Memang benar yang dikatakan para pendiri bangsa bahwa disadari betul kalau UUD yang dibuat tidaklah sempurna. Mereka yakin, sebaik dan sesempurna apa pun suatu UU, kalau semangat para penyelenggara negara tak baik, UU yang sempurna dan baik tak ada artinya. Artinya, hukum dan keadilan tak kunjung tegak. Pengalaman di negara lain, seperti ketika Afrika dijajah Inggris, jadi cermin bagi kita.
Sewaktu Inggris datang, hukum perundang-undangan Afrika sangat buruk, banyak bolongnya. Lubang-lubang itu dimanfaatkan para penguasa dan pihak lain sebagai titik lemah penegakannya. Oleh Pemerintah Inggris lubang-lubang itu ditambal dengan ”English Gentlemen”. English Gentlemen adalah karakter bangsa Inggris waktu itu yang punya sifat tinggi hati (mengutamakan kewibawaan), tak korup, tak mau disuap, jujur, dan dapat dipercaya. Karakter itulah yang selama bertahun-tahun menjadikan penegakan hukum dan pemerintahan berjalan baik. Penguasa tak tertawan UU, tetapi berkawan dengan UU. Keadaan menjadi terbalik ketika Inggris meninggalkan Afrika. Hukum Afrika kembali terpuruk.

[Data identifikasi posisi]
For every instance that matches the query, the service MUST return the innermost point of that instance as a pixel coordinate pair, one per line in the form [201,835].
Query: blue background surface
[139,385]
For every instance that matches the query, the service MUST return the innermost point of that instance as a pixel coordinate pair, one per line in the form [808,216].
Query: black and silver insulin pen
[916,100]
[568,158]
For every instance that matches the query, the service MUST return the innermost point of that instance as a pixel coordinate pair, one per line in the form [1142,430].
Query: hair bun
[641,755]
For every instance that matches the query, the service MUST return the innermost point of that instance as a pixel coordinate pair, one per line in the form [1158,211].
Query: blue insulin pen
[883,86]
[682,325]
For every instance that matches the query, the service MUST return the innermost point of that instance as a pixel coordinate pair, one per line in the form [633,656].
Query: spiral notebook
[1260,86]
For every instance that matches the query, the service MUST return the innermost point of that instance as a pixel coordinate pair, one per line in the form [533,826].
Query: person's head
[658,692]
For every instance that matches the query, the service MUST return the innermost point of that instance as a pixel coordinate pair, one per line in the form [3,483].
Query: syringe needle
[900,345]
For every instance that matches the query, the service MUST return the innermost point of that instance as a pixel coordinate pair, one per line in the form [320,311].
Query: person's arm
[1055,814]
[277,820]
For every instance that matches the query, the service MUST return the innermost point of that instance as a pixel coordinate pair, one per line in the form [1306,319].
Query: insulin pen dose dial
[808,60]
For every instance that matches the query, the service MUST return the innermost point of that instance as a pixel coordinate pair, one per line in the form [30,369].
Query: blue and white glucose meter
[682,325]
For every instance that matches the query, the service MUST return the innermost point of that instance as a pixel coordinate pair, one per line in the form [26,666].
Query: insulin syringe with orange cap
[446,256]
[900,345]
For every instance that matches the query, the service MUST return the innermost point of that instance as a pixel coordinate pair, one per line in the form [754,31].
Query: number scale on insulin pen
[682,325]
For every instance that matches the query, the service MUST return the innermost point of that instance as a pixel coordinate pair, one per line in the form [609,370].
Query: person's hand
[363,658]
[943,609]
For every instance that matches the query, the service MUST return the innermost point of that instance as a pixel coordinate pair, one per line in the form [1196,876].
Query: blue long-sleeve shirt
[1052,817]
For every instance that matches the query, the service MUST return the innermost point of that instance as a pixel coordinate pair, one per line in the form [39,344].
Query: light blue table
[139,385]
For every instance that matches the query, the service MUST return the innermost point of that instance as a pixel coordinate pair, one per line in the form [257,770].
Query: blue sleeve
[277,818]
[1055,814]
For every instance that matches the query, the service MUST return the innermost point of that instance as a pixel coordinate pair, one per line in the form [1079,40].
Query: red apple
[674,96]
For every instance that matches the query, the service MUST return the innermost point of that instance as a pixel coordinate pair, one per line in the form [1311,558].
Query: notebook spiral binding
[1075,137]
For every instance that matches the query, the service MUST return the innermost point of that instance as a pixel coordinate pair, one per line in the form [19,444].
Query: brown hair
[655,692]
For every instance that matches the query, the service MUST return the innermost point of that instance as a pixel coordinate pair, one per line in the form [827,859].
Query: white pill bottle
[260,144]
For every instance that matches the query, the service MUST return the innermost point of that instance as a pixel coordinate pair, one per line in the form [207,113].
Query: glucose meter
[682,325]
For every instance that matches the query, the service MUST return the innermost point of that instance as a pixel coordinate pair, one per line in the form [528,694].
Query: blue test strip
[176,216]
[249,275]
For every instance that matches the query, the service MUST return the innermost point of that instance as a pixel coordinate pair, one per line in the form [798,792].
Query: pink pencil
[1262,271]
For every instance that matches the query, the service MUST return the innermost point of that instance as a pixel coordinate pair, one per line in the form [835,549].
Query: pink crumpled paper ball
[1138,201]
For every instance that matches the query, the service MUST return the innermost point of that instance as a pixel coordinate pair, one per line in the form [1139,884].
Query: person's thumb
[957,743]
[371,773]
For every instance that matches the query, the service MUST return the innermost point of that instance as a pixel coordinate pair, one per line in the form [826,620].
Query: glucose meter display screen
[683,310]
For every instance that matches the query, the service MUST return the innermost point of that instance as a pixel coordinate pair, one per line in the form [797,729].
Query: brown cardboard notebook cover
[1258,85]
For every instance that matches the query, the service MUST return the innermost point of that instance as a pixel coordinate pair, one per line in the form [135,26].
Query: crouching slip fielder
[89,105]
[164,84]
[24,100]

*Latihan*. Bisakah Anda menyalin dengan tepat bagian teks bacaan yang dimulai dari "Memang benar yang" dan berakhir pada "cermin bagi kita."?

*Jawaban Tugas*.
Memang benar yang dikatakan para pendiri bangsa bahwa disadari betul kalau UUD yang dibuat tidaklah sempurna. Mereka yakin, sebaik dan sesempurna apa pun suatu UU, kalau semangat para penyelenggara negara tak baik, UU yang sempurna dan baik tak ada artinya. Artinya, hukum dan keadilan tak kunjung tegak. Pengalaman di negara lain, seperti ketika Afrika dijajah Inggris, jadi cermin bagi kita.